## BEGIN PAGE EXTRACT
Aller au contenu principal

Gidget


Gidget


Gidget () is a fictional character created by author Frederick Kohner (based on his teenage daughter, Kathy) in his 1957 novel, Gidget, the Little Girl with Big Ideas. The novel follows the adventures of a teenage girl and her surfing friends on the beach in Malibu. The name Gidget is a portmanteau of "girl" and "midget". Following the novel's publication, the character appeared in several films, television series, and television movies.

Novels

The original Gidget was created by Frederick Kohner in his 1957 novel Gidget, The Little Girl with Big Ideas (reprinted numerous times under the shortened title Gidget, by which it is more widely known), written in the first person and based on the accounts of his daughter Kathy (now Kathy Kohner-Zuckerman) of the surf culture of Malibu Point. The novel was published by Putnam. Kohner, a prolific screenwriter with one Academy Award nomination, published seven sequels to this novel, five of them original novels:

  • Cher Papa (1959)
  • The Affairs of Gidget (1963)
  • Gidget in Love (1965)
  • Gidget Goes Parisienne (1966)
  • Gidget Goes New York(1968)

Kohner also wrote two novelizations adapted from films of the same titles, based on original stories by Ruth Brooks Flippen.

  • Gidget Goes Hawaiian (1961)
  • Gidget Goes to Rome (1963)

Frederick Kohner

Kohner, a Czechoslovakian Jew, worked in the German film industry as a screenwriter until 1933 when he emigrated to Hollywood after the Nazis started removing Jewish credits from films. Over the coming decades, Kohner and his wife Franzie raised their two daughters by the beach, while he toiled as a screenwriter for Columbia Pictures. As his children grew into American teenagers, he noticed that his daughter Kathy in particular was drawn into a very specific, regional, contemporary slice of American teenaged culture – the surf culture.

Surfing was a then-minor youth movement that built its foundation around a sport, love of the beach, and jargon that must have proved a challenge to an Eastern European immigrant. The details fascinated Kohner, who was empathetic with his daughter's feminist intention to participate in a "boys-only" sport. A book was conceived and Kathy became her father's muse as he delved into the surfing world with his daughter as his guide. Over a six-week period, Kohner wove the stories she told into a novel, which he titled upon completion with her nickname, Gidget.

In the original novel, Gidget gives her name as follows:

"It's Franzie," I said. "From Franziska. It's a German name. After my grandmother."
## END PAGE EXTRACT
## BEGIN EXTRACTED INFORMATION
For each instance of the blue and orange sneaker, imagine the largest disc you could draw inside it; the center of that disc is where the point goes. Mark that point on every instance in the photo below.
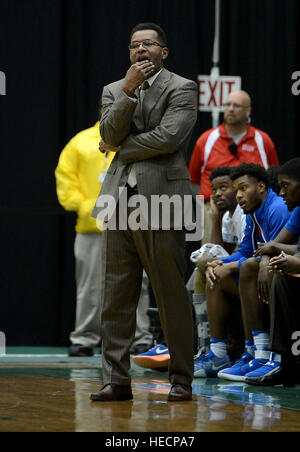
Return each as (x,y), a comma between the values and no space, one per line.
(156,358)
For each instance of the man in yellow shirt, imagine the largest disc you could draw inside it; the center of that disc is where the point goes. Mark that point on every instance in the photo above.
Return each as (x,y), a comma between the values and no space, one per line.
(79,176)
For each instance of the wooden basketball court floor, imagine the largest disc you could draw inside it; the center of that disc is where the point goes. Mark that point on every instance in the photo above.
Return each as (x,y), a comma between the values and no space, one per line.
(44,390)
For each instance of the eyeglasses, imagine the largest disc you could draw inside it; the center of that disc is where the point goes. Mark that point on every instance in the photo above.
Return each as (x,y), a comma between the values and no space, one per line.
(147,43)
(235,106)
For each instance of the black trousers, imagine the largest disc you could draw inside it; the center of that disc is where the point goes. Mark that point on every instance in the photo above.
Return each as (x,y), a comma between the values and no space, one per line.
(285,314)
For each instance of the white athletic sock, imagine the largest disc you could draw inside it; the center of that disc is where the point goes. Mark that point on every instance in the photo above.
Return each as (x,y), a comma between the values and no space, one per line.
(218,347)
(261,342)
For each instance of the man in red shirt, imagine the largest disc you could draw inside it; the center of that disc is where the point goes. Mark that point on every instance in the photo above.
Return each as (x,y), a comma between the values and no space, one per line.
(232,143)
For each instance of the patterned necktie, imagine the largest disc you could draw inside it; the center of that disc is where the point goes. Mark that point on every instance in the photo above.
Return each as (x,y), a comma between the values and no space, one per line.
(143,92)
(132,177)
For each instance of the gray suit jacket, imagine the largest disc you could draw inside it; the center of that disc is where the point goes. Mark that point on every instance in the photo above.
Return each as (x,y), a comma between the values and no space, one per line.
(153,137)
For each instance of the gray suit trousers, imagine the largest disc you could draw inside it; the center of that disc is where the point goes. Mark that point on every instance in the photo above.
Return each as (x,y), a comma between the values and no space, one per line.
(162,255)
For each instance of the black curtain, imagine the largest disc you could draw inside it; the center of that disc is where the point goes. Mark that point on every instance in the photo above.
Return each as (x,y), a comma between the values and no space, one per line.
(56,56)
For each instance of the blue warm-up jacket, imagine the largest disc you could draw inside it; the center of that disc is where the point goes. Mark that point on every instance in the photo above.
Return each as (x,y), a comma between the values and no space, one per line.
(271,217)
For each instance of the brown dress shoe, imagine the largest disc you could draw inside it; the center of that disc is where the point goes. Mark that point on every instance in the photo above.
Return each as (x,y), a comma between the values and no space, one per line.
(180,393)
(111,392)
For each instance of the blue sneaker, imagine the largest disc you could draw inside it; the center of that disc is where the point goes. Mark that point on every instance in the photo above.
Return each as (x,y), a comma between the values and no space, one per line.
(234,372)
(240,371)
(156,358)
(207,366)
(264,373)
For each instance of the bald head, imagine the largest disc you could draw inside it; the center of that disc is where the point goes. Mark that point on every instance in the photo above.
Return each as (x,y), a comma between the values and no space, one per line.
(239,97)
(237,109)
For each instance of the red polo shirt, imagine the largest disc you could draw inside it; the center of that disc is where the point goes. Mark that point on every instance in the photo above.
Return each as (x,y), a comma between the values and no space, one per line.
(211,151)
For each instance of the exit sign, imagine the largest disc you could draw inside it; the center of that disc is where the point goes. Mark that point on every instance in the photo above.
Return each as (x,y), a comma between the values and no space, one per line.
(213,91)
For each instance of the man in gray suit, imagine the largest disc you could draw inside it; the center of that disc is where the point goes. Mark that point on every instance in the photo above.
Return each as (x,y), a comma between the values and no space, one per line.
(152,126)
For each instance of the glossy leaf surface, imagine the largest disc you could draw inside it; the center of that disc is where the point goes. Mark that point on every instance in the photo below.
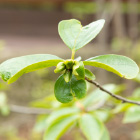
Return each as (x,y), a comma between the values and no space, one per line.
(12,69)
(75,36)
(120,65)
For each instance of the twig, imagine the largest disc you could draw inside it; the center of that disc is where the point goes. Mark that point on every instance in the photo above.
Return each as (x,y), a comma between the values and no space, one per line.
(124,100)
(28,110)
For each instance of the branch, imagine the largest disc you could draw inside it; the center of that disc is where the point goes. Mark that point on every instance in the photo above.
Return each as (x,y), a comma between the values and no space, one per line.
(28,110)
(124,100)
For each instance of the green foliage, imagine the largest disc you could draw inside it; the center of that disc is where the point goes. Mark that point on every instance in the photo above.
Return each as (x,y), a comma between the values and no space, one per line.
(75,36)
(71,85)
(67,86)
(120,65)
(12,69)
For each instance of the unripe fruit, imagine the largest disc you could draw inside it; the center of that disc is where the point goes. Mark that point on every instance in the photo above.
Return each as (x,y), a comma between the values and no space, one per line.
(60,67)
(69,63)
(67,75)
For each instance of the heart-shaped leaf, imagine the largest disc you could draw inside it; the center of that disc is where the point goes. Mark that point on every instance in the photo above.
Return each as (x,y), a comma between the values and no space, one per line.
(12,69)
(120,65)
(78,87)
(75,36)
(62,90)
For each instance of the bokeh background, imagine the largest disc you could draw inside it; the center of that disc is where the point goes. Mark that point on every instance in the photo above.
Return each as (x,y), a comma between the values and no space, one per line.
(31,27)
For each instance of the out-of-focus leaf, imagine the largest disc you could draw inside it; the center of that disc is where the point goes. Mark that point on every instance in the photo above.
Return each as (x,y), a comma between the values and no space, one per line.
(40,123)
(75,36)
(122,107)
(57,115)
(120,65)
(55,131)
(91,127)
(136,93)
(98,96)
(102,115)
(132,115)
(12,69)
(105,135)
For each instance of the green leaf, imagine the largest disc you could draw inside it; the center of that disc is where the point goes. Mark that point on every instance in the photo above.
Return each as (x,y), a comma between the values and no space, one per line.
(132,115)
(91,127)
(75,36)
(120,65)
(78,87)
(55,131)
(12,69)
(62,90)
(102,115)
(89,75)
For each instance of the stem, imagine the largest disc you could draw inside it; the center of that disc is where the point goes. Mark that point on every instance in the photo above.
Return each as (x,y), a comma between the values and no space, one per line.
(124,100)
(73,53)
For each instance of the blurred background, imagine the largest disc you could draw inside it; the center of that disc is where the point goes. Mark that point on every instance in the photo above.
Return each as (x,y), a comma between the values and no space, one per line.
(31,27)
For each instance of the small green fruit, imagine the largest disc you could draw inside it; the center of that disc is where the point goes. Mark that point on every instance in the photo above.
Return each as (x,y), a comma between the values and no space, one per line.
(60,67)
(69,63)
(67,75)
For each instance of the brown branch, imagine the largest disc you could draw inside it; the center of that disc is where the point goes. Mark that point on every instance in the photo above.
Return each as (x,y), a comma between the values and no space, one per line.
(124,100)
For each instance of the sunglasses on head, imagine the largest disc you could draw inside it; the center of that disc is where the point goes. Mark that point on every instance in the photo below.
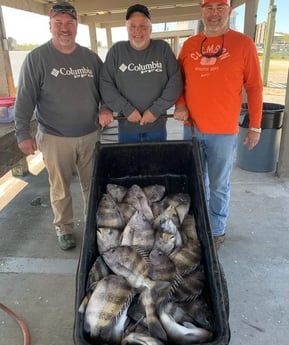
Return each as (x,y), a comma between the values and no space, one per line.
(64,9)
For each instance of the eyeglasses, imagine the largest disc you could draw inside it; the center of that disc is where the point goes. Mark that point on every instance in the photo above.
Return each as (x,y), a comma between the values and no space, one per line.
(64,9)
(217,53)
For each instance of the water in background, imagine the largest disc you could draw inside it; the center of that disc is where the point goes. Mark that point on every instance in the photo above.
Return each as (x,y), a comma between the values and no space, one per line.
(17,57)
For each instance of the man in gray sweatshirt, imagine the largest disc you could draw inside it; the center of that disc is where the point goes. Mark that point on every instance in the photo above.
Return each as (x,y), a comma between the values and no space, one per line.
(59,82)
(141,80)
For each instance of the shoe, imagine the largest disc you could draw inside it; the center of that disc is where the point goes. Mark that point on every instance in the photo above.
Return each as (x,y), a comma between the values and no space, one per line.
(66,241)
(218,240)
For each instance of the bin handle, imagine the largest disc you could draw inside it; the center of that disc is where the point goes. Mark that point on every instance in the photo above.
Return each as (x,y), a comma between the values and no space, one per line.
(162,116)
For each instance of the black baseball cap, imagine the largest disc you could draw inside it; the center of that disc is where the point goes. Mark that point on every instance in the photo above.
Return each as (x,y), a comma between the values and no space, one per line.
(137,8)
(63,7)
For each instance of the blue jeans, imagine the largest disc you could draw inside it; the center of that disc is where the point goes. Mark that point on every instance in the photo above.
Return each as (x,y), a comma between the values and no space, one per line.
(187,133)
(217,155)
(124,137)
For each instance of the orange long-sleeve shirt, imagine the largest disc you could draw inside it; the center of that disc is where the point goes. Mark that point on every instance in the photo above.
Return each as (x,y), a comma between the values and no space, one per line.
(213,85)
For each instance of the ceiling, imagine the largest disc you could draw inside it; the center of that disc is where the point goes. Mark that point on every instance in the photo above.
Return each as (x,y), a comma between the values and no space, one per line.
(111,13)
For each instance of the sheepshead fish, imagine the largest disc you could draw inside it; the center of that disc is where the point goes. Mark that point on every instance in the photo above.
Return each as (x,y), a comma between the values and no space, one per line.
(167,221)
(135,338)
(111,296)
(186,333)
(108,214)
(165,242)
(154,192)
(138,232)
(98,270)
(117,192)
(161,266)
(126,210)
(130,263)
(187,257)
(107,238)
(181,201)
(199,313)
(137,198)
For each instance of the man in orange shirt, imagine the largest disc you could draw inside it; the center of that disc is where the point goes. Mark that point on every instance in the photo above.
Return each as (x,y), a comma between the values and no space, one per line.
(216,65)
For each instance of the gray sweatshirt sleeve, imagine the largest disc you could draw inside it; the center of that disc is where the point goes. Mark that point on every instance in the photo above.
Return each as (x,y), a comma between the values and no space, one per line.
(27,94)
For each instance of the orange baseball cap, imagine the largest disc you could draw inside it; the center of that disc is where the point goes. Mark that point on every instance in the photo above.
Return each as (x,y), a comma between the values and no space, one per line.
(61,8)
(226,2)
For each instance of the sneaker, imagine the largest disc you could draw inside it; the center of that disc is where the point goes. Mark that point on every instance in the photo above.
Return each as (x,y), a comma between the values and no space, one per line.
(66,241)
(218,240)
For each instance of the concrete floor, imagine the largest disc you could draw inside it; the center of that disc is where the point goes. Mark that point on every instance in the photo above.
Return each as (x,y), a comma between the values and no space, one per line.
(38,279)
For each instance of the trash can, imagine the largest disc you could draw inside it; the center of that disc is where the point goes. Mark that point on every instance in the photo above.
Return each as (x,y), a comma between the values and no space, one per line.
(263,157)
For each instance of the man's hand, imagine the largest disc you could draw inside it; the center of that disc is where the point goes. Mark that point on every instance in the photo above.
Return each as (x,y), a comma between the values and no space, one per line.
(147,117)
(135,116)
(251,139)
(181,113)
(28,146)
(105,117)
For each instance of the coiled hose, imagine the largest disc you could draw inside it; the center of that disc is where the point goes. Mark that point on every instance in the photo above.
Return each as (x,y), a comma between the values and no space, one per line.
(21,323)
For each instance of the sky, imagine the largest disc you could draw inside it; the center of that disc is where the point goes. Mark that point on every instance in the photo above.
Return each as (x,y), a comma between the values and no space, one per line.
(34,29)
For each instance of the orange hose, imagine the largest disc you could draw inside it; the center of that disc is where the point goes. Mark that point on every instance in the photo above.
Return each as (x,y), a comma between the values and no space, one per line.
(20,322)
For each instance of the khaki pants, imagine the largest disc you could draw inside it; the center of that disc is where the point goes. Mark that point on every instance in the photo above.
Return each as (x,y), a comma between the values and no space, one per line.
(61,156)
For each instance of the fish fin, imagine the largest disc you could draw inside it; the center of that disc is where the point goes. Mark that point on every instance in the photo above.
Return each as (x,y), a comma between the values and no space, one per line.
(83,304)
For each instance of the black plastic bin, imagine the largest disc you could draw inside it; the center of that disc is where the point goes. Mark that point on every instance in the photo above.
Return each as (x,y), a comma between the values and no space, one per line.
(264,156)
(176,165)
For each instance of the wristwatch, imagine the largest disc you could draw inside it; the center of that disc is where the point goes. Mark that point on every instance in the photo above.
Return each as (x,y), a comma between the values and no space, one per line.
(257,130)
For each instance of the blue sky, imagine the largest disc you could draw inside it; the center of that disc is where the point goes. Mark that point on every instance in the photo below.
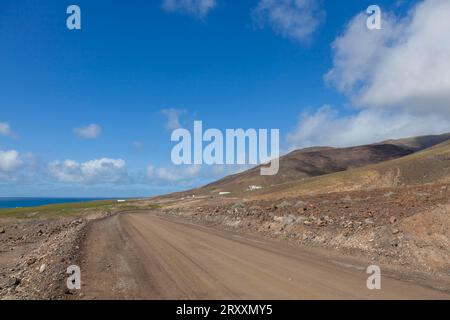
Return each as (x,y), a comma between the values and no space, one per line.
(231,65)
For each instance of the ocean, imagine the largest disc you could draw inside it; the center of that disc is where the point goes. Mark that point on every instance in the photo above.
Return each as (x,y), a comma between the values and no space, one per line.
(35,202)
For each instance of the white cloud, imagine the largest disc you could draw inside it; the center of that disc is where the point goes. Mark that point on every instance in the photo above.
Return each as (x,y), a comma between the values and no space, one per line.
(91,131)
(294,19)
(196,8)
(9,161)
(174,174)
(326,127)
(91,172)
(398,77)
(5,129)
(173,117)
(406,64)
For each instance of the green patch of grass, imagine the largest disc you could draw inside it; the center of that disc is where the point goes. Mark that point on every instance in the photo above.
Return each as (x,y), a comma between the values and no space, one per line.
(73,209)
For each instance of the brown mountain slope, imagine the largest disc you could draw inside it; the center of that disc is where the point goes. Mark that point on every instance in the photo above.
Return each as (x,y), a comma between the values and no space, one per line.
(431,165)
(301,165)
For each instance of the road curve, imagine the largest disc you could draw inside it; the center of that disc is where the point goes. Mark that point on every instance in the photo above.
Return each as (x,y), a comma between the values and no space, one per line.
(143,256)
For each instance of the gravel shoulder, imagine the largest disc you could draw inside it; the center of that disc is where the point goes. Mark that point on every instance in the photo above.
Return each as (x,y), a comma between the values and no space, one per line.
(149,256)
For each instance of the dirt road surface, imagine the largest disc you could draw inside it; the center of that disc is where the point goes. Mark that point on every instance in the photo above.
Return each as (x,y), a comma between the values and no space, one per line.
(144,256)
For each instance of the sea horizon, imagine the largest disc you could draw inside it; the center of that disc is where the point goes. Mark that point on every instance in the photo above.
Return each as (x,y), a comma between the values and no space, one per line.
(25,202)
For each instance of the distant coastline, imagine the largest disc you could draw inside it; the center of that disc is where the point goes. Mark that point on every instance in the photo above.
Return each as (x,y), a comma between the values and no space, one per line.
(24,202)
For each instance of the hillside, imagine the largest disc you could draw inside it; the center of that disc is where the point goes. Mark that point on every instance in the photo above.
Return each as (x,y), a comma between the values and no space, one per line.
(319,167)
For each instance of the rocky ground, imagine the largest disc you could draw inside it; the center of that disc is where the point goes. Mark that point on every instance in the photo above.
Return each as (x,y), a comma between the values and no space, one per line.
(405,227)
(35,256)
(408,228)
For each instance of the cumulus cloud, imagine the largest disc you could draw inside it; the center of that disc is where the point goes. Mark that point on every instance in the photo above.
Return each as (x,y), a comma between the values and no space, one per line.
(327,127)
(196,8)
(174,174)
(406,64)
(91,172)
(5,129)
(397,78)
(9,161)
(173,117)
(91,131)
(294,19)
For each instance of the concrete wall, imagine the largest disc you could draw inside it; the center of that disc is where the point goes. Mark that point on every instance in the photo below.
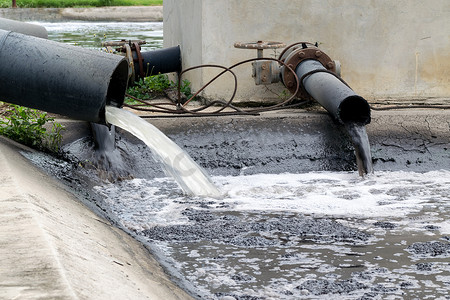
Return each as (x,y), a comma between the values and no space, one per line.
(388,49)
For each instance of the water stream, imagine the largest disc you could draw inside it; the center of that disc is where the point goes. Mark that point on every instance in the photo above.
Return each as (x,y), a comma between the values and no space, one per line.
(176,162)
(360,140)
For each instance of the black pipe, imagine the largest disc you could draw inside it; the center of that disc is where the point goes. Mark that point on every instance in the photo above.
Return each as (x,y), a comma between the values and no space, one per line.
(60,78)
(24,28)
(334,95)
(156,62)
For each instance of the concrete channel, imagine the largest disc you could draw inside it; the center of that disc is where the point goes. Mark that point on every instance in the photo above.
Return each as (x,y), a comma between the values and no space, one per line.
(86,254)
(62,239)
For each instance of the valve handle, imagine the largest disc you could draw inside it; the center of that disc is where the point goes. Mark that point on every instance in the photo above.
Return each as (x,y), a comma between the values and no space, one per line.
(259,45)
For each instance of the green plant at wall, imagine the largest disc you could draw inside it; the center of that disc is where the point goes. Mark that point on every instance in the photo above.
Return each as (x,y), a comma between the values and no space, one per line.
(26,126)
(154,86)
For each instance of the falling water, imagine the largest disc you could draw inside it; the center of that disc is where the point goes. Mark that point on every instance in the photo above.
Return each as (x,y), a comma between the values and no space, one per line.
(175,162)
(360,141)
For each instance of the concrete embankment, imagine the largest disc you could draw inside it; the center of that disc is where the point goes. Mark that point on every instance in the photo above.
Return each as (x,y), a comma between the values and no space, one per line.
(54,247)
(110,13)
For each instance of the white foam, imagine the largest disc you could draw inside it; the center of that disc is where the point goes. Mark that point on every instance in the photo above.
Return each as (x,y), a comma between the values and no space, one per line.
(388,195)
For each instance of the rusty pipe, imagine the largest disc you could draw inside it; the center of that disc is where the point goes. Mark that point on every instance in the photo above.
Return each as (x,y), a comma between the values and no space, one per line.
(333,94)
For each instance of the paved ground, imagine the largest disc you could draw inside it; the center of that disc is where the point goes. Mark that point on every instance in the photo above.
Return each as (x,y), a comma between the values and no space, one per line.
(54,247)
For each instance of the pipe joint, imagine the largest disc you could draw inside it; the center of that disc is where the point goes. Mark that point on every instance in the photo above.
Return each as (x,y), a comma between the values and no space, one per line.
(296,54)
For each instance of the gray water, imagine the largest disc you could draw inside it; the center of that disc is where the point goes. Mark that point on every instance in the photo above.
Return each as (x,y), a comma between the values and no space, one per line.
(360,140)
(176,162)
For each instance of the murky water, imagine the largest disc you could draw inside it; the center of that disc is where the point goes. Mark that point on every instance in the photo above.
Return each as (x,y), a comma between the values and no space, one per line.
(92,34)
(291,236)
(176,162)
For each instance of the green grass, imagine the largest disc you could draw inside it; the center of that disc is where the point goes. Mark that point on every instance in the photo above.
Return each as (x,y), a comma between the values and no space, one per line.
(79,3)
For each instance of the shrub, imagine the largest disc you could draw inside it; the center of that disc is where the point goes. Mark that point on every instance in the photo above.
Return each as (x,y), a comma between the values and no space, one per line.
(26,126)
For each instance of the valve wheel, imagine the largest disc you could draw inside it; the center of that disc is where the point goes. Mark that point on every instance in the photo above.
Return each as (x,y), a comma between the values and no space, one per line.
(259,45)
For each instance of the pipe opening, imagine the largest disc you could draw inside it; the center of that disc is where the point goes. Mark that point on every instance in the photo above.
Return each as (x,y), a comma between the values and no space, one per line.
(354,109)
(118,85)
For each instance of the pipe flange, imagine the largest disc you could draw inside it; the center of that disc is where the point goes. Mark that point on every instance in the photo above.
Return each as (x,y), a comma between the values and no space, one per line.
(295,57)
(259,45)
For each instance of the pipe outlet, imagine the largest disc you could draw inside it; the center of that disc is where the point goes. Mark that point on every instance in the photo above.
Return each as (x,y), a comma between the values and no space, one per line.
(60,78)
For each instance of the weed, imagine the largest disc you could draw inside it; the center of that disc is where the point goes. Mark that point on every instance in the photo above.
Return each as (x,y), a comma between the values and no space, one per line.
(26,126)
(154,86)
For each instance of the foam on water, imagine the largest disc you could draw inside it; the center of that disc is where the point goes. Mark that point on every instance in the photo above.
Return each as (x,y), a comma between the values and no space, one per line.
(176,162)
(297,236)
(143,203)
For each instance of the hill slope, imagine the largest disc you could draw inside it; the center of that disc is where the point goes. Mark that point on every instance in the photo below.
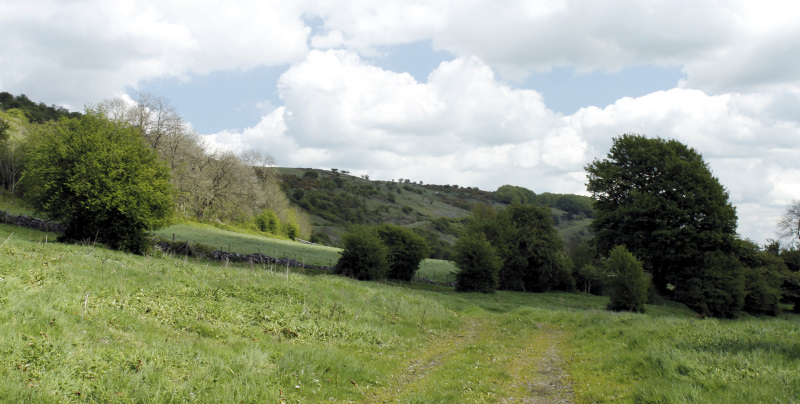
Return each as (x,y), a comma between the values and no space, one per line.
(336,200)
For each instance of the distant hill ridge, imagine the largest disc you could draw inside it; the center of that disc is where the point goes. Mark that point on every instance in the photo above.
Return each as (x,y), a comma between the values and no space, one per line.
(336,200)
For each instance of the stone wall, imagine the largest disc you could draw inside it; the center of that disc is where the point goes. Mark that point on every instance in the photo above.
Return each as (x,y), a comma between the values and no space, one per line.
(30,222)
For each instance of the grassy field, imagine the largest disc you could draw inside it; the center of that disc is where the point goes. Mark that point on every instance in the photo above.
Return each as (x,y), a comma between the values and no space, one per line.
(84,324)
(438,270)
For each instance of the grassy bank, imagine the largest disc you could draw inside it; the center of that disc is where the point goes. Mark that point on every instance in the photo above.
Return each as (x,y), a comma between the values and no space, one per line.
(84,324)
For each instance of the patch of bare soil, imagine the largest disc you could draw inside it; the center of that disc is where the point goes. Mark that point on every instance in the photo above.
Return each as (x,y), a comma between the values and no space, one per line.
(550,383)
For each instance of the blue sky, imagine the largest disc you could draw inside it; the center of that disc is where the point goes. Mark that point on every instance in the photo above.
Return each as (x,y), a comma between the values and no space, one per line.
(478,93)
(236,99)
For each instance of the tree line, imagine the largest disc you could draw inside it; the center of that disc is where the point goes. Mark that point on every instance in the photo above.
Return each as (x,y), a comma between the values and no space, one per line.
(122,168)
(664,228)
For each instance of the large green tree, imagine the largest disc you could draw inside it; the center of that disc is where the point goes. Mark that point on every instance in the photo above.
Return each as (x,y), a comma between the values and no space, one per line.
(406,250)
(100,180)
(532,252)
(478,264)
(659,199)
(363,256)
(627,282)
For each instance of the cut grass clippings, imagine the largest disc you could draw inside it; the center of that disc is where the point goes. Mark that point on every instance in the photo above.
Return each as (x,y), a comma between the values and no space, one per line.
(85,324)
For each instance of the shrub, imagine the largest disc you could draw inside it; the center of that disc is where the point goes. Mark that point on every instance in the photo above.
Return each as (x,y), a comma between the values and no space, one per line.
(99,179)
(714,287)
(268,221)
(478,264)
(406,250)
(363,256)
(628,284)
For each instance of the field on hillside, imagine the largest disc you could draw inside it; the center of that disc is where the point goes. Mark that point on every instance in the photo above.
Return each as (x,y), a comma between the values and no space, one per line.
(85,324)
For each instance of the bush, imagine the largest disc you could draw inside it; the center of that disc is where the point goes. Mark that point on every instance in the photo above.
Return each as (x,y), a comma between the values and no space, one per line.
(478,264)
(406,250)
(99,179)
(363,256)
(628,284)
(715,287)
(268,221)
(292,230)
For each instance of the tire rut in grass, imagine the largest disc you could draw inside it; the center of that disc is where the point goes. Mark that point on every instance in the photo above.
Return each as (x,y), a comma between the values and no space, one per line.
(430,359)
(544,380)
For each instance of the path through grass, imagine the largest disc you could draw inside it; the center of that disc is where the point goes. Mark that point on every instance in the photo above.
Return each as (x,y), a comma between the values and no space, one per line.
(85,324)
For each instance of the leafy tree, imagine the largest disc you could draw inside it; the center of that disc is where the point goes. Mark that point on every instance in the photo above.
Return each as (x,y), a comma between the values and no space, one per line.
## END EXTRACTED INFORMATION
→ GIVEN REQUEST: Please reproduce the part of the Gidget text between "Kohner also wrote" and "the surf culture.", inclusive. The lines above can be set aside.

→ RESPONSE TO THIS EXERCISE:
Kohner also wrote two novelizations adapted from films of the same titles, based on original stories by Ruth Brooks Flippen.

  • Gidget Goes Hawaiian (1961)
  • Gidget Goes to Rome (1963)

Frederick Kohner

Kohner, a Czechoslovakian Jew, worked in the German film industry as a screenwriter until 1933 when he emigrated to Hollywood after the Nazis started removing Jewish credits from films. Over the coming decades, Kohner and his wife Franzie raised their two daughters by the beach, while he toiled as a screenwriter for Columbia Pictures. As his children grew into American teenagers, he noticed that his daughter Kathy in particular was drawn into a very specific, regional, contemporary slice of American teenaged culture – the surf culture.